----- ENTRIES

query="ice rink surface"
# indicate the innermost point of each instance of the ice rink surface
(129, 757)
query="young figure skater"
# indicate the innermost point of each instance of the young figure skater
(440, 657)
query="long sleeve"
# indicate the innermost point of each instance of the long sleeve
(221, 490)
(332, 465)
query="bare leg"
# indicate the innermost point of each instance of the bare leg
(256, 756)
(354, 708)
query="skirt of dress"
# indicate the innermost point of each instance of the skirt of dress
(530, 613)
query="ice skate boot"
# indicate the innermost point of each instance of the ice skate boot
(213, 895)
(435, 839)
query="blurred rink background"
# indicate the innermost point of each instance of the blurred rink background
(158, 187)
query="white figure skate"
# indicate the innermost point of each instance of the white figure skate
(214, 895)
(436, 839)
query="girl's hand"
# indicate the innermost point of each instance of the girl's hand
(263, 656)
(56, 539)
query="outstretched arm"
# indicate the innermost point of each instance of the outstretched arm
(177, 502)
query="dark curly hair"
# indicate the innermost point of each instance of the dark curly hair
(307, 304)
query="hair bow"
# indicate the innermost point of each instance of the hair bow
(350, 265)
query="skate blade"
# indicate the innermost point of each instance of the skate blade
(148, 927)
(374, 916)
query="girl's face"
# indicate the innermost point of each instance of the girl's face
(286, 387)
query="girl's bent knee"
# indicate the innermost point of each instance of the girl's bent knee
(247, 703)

----------
----- ENTRIES

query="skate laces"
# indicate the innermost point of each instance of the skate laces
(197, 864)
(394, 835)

----------
----- ENTRIES

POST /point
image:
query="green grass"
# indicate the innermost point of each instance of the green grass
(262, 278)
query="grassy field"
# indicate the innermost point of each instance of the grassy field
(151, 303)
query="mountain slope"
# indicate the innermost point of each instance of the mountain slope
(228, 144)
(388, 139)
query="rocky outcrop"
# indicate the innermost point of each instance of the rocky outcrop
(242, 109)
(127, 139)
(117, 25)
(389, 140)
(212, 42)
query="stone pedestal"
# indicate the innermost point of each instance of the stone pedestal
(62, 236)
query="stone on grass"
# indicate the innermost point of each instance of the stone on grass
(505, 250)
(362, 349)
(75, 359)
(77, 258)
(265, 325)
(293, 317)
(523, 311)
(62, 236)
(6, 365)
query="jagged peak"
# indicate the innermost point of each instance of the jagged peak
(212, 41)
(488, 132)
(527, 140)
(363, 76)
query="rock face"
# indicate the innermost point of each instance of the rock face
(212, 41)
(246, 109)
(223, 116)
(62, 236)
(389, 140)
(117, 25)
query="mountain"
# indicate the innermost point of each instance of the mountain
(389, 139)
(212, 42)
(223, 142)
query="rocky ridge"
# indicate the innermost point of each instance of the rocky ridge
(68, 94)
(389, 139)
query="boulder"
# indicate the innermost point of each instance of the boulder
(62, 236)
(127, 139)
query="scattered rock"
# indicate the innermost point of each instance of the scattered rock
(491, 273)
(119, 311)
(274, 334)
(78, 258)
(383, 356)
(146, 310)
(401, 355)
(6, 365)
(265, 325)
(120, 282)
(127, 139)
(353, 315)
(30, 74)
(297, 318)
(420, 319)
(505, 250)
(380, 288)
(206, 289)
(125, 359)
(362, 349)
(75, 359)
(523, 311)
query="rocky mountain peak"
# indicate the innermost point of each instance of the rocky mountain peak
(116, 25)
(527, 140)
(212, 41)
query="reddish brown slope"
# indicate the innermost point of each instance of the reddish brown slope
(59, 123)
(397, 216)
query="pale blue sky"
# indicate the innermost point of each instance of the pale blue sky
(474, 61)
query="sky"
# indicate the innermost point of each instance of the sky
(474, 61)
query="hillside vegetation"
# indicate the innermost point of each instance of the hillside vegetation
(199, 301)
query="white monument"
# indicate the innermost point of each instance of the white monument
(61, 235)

----------

* AIM OF THE TASK
Please return each line from the records that contains the string "long".

* REPLY TO THE TASK
query="long sleeve"
# indicate the innermost point of each instance of the long sleeve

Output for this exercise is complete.